━━━ Provided information ━━━

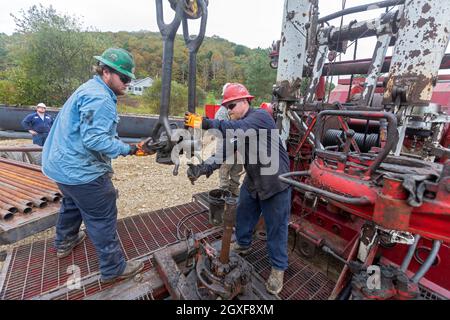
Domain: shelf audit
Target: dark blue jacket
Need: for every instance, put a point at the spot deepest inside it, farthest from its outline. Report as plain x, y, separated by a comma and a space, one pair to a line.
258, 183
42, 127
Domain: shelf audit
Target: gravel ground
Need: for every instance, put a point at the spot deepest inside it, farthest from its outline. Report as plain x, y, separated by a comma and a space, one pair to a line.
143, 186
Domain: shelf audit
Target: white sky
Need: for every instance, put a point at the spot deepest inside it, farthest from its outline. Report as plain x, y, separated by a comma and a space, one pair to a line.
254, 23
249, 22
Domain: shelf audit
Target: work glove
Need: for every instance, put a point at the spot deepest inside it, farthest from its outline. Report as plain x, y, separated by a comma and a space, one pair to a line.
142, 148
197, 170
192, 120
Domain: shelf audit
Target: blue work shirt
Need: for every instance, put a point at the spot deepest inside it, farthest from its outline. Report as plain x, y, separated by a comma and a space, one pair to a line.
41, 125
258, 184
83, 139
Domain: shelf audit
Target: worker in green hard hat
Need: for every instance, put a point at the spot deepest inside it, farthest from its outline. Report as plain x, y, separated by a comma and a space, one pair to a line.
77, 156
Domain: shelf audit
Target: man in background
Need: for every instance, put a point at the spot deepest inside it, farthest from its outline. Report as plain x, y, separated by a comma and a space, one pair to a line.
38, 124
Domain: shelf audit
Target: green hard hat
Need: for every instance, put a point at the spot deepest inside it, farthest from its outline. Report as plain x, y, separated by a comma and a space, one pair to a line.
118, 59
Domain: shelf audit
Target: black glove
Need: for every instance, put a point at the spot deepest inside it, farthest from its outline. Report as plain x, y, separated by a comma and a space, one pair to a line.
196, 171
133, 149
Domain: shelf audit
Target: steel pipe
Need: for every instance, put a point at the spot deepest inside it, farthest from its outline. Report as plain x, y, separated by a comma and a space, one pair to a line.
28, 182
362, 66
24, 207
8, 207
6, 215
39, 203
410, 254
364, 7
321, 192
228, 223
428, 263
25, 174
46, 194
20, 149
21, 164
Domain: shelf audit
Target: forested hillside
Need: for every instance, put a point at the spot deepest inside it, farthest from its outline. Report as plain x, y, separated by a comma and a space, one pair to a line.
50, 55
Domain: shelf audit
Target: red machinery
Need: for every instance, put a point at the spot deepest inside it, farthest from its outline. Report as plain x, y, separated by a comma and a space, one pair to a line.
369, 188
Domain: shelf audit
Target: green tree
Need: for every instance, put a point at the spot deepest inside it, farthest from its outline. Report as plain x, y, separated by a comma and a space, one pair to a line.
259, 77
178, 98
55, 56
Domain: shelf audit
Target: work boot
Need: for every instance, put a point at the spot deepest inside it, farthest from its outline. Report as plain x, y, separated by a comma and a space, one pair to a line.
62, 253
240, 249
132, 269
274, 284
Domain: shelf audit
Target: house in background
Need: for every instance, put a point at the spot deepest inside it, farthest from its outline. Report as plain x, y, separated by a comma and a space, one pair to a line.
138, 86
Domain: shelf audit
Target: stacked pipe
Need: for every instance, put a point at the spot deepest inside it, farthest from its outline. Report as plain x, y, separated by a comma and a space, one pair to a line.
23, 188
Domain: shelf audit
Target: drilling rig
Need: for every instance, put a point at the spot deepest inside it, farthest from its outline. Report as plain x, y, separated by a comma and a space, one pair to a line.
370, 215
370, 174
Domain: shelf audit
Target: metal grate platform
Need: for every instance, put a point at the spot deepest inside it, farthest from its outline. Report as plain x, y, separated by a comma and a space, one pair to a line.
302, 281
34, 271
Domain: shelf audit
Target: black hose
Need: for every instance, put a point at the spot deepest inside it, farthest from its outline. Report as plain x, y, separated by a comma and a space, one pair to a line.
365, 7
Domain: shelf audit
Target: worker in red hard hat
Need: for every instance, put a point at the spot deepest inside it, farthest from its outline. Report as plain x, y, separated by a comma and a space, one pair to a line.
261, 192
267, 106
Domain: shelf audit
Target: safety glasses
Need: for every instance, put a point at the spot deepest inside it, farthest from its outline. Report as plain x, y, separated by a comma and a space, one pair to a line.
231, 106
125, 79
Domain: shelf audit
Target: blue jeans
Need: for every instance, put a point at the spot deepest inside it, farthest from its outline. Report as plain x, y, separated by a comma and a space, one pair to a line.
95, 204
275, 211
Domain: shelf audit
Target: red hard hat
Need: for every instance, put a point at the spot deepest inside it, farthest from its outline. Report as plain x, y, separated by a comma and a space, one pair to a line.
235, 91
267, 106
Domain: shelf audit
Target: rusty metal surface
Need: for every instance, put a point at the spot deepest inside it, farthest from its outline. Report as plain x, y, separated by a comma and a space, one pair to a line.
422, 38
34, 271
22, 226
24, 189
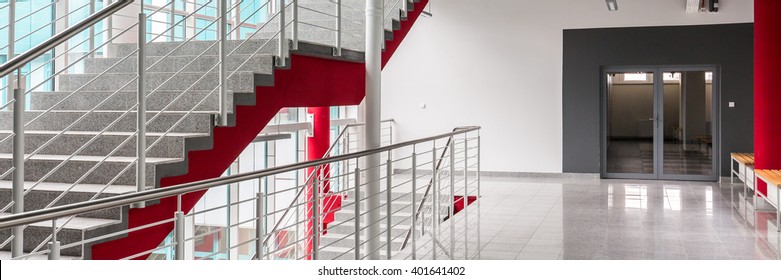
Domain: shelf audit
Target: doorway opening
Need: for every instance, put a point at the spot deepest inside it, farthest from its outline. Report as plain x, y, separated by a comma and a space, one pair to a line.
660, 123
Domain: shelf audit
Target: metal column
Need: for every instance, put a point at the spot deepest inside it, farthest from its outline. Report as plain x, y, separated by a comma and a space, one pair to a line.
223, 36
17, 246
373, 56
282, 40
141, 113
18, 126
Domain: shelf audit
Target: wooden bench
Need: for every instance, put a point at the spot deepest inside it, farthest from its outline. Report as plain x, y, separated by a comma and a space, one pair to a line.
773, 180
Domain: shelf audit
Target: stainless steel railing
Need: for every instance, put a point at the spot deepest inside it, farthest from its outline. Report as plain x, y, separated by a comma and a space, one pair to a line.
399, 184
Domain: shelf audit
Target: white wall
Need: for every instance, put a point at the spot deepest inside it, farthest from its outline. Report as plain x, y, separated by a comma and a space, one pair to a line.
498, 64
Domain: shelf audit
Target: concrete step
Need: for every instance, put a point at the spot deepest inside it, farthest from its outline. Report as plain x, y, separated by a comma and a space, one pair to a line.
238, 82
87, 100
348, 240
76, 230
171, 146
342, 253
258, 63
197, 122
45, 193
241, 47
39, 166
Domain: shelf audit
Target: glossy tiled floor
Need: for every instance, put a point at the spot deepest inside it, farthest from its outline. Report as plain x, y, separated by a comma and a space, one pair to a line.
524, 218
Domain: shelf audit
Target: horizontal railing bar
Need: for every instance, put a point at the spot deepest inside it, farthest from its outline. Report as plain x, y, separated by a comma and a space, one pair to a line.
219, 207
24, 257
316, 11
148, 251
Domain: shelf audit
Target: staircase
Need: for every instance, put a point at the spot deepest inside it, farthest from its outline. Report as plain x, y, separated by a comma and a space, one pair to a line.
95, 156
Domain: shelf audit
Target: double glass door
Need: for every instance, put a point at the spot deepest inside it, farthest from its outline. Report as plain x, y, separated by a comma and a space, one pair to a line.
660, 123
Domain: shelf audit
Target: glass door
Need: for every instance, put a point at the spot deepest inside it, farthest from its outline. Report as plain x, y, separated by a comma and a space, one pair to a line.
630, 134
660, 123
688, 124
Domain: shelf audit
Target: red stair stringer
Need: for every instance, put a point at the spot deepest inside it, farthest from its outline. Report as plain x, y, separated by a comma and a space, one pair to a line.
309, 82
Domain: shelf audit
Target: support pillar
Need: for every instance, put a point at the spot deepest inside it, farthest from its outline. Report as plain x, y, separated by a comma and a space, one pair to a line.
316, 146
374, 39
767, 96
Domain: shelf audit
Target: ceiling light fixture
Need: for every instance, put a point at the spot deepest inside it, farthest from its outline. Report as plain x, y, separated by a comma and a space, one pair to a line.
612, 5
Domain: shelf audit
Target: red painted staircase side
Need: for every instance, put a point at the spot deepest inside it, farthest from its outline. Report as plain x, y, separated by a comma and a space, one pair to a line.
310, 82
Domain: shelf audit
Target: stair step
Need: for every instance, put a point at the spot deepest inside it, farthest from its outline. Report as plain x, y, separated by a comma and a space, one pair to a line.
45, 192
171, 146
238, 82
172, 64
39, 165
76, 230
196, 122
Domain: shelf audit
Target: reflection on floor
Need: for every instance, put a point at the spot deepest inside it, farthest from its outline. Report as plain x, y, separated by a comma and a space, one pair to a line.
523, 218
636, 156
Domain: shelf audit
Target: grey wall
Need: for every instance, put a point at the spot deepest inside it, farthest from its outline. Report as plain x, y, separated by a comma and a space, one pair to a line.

━━━

What you should do >> Extract, word for word, each line from the top of the data down to and including the line with "Target: gravel ground"; skip the pictures.

Solution >>
Domain: shelf audit
Target: dark blue jacket
Need: for every instance, put a point at the spot deepest inside it, farthest from its outline. Report as plain x, y, separated by a comma and a space, one pair to a line.
258, 183
42, 127
Domain: shelf audit
Target: gravel ground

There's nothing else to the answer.